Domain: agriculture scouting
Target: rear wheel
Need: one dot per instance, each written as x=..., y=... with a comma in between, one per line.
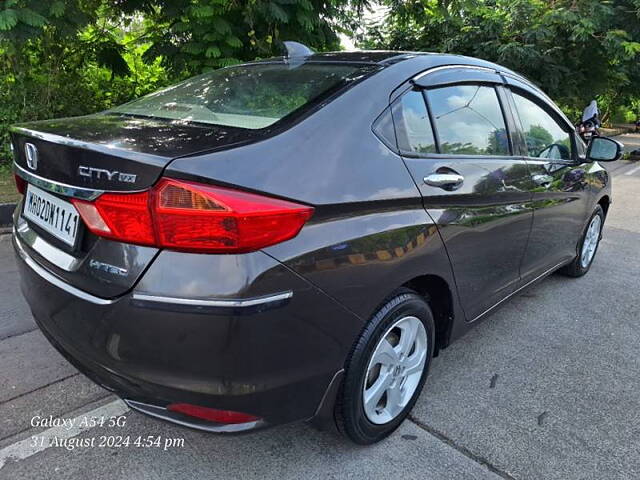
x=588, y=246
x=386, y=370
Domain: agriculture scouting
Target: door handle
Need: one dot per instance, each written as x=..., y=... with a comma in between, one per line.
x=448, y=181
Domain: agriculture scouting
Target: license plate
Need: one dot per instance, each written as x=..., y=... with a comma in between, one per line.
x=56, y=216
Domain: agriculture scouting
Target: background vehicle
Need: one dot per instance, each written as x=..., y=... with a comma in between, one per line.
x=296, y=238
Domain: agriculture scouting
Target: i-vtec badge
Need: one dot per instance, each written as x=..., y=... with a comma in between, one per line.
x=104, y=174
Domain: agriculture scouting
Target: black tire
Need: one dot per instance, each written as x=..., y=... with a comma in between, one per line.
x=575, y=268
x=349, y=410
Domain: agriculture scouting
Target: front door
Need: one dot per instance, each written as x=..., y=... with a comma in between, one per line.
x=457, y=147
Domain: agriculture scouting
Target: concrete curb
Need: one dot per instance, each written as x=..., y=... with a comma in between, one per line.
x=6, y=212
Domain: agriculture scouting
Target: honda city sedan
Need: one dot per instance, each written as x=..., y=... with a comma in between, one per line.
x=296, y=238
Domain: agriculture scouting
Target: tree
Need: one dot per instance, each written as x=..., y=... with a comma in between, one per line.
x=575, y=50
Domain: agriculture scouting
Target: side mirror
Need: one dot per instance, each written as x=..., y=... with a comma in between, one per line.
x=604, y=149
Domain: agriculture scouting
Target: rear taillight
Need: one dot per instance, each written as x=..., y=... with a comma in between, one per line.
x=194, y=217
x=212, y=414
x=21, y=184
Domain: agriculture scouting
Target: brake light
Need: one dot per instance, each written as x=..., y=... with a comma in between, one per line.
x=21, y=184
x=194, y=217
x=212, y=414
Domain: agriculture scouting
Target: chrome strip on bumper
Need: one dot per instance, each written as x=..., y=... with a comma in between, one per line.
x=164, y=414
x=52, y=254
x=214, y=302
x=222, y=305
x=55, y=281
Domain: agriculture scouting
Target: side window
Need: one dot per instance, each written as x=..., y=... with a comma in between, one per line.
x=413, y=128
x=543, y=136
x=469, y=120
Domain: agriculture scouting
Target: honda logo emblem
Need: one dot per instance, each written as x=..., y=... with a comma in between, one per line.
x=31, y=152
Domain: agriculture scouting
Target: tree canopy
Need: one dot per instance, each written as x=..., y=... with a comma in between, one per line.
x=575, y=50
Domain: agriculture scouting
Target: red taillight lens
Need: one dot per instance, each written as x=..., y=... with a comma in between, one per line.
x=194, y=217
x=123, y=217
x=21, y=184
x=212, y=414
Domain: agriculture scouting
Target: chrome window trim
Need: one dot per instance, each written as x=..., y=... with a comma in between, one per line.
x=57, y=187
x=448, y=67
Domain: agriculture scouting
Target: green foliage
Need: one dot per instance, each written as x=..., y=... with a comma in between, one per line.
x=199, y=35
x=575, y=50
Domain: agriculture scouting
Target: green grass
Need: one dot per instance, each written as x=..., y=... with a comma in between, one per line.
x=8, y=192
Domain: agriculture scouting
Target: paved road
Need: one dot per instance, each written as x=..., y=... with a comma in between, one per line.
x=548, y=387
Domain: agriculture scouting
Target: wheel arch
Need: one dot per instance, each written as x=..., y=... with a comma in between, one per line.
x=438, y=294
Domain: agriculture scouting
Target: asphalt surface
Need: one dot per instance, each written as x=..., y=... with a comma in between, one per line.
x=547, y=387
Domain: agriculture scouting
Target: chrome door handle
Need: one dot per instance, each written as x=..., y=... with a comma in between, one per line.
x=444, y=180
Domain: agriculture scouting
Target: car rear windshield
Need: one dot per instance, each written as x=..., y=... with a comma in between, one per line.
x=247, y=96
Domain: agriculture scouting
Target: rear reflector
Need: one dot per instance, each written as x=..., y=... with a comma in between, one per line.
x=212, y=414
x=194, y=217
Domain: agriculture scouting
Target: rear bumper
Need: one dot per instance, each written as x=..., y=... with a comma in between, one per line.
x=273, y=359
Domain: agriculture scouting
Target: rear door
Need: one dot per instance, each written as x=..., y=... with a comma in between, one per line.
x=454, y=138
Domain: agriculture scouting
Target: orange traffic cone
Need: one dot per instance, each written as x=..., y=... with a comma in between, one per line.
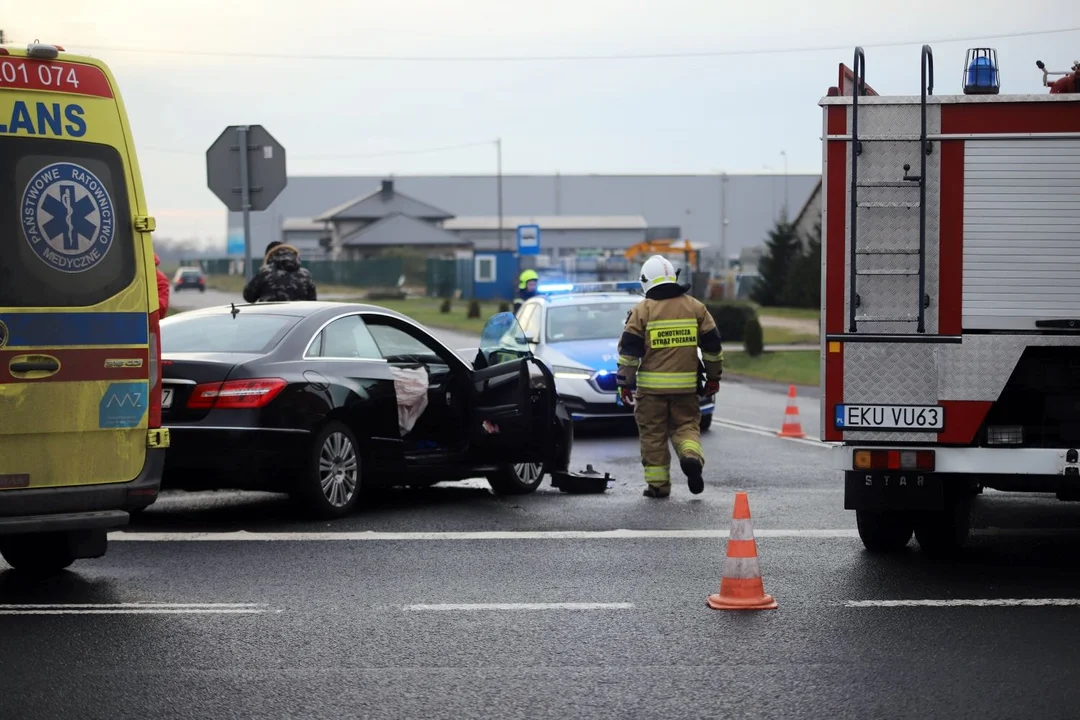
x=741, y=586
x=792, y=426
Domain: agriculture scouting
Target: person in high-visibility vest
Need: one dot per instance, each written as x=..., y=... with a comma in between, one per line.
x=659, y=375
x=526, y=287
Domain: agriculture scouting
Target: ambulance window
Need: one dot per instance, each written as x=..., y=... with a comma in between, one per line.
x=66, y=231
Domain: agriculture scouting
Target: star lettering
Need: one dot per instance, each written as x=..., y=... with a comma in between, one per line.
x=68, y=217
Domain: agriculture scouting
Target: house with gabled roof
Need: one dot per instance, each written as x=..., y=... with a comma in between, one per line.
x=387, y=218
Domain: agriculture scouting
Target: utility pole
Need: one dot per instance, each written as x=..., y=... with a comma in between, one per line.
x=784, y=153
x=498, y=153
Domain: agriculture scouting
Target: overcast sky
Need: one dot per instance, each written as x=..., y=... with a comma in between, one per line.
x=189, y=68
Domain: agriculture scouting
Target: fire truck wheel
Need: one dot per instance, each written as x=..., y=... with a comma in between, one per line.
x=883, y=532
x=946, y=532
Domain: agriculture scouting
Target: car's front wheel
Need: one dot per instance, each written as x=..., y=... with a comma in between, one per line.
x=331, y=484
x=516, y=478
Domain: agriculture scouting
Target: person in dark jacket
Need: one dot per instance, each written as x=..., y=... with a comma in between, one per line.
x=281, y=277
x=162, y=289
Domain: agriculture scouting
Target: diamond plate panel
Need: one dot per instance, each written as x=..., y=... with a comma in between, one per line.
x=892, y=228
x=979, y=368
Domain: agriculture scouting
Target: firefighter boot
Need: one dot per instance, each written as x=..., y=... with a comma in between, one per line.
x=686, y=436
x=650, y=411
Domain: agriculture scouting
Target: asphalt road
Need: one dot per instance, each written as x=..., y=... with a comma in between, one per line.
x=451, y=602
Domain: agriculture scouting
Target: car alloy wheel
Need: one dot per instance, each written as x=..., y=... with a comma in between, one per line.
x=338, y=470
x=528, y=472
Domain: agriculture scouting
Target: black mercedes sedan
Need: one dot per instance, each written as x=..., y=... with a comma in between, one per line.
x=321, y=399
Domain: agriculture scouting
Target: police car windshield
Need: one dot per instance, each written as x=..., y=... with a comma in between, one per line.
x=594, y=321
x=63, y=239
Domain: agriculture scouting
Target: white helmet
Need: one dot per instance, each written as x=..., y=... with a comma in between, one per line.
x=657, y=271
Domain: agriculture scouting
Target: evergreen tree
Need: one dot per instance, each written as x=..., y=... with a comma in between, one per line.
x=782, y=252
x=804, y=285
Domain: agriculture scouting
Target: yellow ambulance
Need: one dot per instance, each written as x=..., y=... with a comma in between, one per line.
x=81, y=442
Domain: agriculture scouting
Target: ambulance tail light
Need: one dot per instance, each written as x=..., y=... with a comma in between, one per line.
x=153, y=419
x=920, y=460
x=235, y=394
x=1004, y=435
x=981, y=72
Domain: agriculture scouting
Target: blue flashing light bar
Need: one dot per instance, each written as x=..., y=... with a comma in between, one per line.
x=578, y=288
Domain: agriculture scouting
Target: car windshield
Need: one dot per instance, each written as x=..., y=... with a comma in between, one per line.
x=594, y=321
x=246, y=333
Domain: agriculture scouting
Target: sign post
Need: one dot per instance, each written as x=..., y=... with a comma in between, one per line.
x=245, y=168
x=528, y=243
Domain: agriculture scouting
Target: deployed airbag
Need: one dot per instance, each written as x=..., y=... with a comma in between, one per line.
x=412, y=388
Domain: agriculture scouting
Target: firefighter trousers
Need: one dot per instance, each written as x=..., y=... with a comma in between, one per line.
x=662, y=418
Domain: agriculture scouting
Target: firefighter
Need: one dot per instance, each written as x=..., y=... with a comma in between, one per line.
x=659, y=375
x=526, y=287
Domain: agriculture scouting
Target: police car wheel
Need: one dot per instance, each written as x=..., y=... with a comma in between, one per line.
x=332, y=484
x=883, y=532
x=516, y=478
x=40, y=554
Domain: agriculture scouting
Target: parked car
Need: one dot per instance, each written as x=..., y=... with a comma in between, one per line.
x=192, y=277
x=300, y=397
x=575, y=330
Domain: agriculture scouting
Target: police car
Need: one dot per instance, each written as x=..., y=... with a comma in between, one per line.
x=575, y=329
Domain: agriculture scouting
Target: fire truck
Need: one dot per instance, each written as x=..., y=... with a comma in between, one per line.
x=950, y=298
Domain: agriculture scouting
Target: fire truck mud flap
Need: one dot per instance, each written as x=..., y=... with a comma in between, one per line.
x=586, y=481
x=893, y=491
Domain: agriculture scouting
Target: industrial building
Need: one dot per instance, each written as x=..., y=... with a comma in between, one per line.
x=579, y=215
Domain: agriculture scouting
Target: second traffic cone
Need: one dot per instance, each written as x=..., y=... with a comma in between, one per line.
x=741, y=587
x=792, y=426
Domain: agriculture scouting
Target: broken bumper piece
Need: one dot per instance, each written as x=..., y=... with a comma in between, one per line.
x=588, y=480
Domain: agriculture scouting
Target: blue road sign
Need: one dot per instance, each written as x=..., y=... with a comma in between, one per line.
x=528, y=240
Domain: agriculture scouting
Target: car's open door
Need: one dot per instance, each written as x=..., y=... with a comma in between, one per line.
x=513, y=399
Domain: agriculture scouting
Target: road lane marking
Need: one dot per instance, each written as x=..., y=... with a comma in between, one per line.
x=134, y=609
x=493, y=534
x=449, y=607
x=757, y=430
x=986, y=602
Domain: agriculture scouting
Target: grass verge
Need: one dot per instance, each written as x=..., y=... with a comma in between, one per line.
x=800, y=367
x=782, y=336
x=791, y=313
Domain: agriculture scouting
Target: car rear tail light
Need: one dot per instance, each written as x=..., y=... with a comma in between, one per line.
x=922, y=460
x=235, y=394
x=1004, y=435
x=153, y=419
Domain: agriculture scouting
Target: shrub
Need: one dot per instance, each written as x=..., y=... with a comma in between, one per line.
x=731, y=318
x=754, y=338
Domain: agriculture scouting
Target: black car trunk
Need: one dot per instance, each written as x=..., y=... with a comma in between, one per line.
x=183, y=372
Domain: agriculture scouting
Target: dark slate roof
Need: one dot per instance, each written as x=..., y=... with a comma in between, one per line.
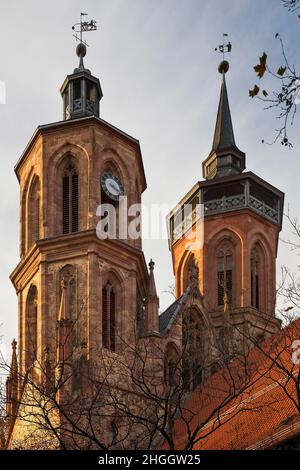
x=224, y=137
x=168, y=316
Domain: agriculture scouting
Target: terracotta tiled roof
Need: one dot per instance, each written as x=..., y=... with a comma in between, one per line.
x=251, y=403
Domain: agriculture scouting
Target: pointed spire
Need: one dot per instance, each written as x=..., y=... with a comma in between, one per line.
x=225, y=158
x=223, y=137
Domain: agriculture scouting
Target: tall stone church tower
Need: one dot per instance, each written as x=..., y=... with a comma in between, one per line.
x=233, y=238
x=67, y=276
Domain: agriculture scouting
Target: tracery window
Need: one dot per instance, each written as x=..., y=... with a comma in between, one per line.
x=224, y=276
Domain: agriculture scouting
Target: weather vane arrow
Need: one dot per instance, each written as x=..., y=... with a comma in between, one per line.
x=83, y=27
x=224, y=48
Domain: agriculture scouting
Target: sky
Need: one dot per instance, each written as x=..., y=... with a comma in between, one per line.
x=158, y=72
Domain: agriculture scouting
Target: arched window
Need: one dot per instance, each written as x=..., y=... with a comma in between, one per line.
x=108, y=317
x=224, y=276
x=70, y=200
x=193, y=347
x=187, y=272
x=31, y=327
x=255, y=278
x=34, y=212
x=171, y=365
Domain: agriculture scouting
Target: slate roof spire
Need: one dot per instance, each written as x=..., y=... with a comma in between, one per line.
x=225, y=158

**********

EXERCISE OBJECTIVE:
Where the string "plate" occurs in a line of the listing, copy the line.

TASK RESPONSE:
Target: license plate
Target: diamond plate panel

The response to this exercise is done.